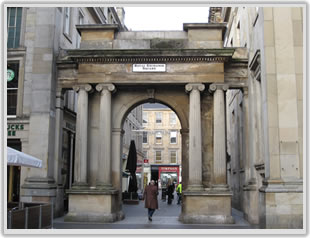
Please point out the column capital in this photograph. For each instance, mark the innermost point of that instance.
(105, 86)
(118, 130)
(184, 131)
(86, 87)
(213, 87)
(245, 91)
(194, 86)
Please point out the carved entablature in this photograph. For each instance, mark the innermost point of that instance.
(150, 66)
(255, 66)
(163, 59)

==

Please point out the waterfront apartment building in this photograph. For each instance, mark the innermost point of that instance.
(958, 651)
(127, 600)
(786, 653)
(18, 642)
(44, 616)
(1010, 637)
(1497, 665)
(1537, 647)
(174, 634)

### Exercise goal
Which lines in the data above contain the string "instance", with case counting? Gather each of those lines word for word.

### The output
Please point out the column capital in this photograph. For each instance, mark the innermost point of that instance.
Please point out the carved entablature in this photograph. For each instance, mark the innermost point of that instance.
Please point out the waterfront apartment building in this photograph. For each instance, mark the innermost point of that instance.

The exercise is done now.